- Items from a dataset:
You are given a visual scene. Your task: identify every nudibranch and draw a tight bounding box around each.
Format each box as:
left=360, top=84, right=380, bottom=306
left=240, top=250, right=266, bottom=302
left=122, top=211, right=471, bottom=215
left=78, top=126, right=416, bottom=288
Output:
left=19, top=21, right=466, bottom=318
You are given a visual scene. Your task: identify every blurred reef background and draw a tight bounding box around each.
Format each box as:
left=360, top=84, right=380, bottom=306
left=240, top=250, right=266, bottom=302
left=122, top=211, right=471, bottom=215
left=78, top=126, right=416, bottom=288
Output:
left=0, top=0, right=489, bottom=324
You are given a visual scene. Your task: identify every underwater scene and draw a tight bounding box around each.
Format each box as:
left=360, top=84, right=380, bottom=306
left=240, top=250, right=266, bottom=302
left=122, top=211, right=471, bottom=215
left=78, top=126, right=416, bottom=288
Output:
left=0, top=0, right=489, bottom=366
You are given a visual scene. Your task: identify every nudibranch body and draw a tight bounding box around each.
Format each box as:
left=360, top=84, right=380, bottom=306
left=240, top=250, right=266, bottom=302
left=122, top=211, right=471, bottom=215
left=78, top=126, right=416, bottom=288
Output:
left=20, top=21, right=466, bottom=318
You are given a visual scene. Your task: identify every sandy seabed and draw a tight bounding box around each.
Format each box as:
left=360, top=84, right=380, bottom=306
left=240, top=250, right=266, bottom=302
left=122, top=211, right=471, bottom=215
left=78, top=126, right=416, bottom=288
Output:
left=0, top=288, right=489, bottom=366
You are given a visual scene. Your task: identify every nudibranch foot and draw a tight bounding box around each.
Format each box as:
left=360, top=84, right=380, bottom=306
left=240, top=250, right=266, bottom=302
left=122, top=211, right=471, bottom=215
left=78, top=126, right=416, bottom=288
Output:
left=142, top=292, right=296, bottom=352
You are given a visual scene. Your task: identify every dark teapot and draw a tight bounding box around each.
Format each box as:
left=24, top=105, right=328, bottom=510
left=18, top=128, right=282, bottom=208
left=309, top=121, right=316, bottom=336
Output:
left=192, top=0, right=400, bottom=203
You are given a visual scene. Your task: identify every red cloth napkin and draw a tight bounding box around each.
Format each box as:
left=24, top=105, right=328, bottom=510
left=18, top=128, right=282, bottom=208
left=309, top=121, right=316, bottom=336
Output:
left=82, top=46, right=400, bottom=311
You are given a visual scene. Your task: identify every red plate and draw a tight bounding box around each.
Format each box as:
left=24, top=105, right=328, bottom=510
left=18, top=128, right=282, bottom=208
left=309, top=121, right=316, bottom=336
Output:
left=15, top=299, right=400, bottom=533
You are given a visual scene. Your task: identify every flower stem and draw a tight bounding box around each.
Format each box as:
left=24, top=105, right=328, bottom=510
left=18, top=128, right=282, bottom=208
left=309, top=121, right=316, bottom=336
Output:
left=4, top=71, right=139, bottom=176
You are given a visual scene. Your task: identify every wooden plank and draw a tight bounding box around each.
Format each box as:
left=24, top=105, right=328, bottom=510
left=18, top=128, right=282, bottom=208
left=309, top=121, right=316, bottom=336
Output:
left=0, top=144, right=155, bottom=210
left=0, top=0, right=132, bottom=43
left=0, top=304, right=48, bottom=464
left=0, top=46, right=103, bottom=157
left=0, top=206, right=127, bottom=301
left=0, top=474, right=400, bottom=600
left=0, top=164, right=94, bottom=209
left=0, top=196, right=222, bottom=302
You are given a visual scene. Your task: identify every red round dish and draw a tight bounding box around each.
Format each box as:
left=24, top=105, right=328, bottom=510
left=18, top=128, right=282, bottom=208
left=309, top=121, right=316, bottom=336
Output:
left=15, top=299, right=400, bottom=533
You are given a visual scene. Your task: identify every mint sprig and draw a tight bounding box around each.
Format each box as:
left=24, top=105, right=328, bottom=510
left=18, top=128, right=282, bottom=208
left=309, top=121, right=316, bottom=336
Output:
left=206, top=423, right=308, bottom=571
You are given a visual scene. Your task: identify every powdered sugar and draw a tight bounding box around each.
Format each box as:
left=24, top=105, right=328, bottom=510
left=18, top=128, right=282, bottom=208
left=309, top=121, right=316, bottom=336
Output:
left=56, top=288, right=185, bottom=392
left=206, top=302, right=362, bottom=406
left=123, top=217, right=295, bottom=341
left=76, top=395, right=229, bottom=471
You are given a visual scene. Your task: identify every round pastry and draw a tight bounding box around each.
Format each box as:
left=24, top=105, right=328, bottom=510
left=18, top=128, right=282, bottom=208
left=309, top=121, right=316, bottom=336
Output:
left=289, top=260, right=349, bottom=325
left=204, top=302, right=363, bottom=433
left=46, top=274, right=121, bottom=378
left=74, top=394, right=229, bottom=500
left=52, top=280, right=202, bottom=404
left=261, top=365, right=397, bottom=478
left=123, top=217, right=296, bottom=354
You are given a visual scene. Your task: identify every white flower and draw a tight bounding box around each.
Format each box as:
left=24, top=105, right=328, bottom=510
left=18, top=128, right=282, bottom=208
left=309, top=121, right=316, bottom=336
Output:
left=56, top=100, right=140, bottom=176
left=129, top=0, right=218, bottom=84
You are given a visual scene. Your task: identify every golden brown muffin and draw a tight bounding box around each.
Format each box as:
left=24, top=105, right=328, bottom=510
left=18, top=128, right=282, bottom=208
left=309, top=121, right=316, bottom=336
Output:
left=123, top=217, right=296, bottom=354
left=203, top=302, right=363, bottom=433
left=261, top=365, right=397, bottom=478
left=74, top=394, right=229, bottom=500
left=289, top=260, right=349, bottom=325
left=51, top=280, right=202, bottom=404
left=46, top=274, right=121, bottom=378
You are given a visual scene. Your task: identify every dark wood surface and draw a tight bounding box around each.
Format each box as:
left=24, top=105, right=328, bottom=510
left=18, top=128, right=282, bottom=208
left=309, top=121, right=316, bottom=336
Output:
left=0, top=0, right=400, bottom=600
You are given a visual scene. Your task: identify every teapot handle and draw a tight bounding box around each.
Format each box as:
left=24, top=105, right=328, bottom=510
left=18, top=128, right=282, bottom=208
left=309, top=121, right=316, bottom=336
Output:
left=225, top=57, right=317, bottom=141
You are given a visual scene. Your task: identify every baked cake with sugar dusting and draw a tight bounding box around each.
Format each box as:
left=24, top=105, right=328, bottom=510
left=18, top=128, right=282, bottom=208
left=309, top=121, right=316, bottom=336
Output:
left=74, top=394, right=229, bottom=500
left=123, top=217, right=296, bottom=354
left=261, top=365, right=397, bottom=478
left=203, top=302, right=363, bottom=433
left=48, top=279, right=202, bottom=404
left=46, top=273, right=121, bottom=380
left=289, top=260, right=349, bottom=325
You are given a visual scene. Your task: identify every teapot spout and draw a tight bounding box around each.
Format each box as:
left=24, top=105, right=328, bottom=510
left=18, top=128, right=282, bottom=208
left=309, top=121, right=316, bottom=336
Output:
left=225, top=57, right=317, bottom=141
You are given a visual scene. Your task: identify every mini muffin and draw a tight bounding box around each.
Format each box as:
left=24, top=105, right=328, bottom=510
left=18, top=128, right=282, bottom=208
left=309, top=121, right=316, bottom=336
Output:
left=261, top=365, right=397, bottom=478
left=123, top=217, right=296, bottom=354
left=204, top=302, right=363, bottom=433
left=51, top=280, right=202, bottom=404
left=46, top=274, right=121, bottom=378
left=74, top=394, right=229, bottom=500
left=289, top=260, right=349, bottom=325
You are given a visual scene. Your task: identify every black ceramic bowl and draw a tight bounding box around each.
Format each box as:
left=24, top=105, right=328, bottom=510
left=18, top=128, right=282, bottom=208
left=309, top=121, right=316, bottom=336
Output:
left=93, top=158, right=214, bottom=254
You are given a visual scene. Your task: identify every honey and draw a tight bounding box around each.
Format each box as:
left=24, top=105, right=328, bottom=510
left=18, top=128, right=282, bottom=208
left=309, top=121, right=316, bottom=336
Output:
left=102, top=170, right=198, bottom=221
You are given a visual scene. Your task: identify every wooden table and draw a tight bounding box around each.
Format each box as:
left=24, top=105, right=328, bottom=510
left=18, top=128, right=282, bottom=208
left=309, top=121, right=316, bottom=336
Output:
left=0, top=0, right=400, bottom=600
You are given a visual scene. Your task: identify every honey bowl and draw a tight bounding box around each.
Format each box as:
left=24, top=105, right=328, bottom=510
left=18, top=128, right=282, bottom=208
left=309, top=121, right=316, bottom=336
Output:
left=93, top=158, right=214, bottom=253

- Stated goal:
Extract the lines of the data that run from the line containing "identify every underwater" through the line containing "left=0, top=288, right=489, bottom=366", including both of those lines, and reproduce them without any changes.

- Result:
You are given a visual scene. Your task: identify every underwater scene and draw a tight bounding box around each.
Format each box as:
left=360, top=84, right=380, bottom=306
left=240, top=250, right=266, bottom=302
left=122, top=211, right=471, bottom=215
left=78, top=126, right=416, bottom=288
Output:
left=0, top=0, right=489, bottom=366
You are given a visual scene. Your task: identify every nudibranch body and draw a tight bounding box around each.
Format each box as:
left=360, top=84, right=380, bottom=306
left=240, top=250, right=266, bottom=302
left=122, top=211, right=471, bottom=215
left=78, top=126, right=416, bottom=288
Output:
left=20, top=21, right=466, bottom=318
You are given a visual scene. Your task: identify every sandy seabed and draw a tight bounding box around each.
Format each box as:
left=360, top=84, right=380, bottom=306
left=240, top=250, right=266, bottom=302
left=122, top=211, right=471, bottom=215
left=78, top=126, right=416, bottom=288
Output:
left=0, top=288, right=489, bottom=366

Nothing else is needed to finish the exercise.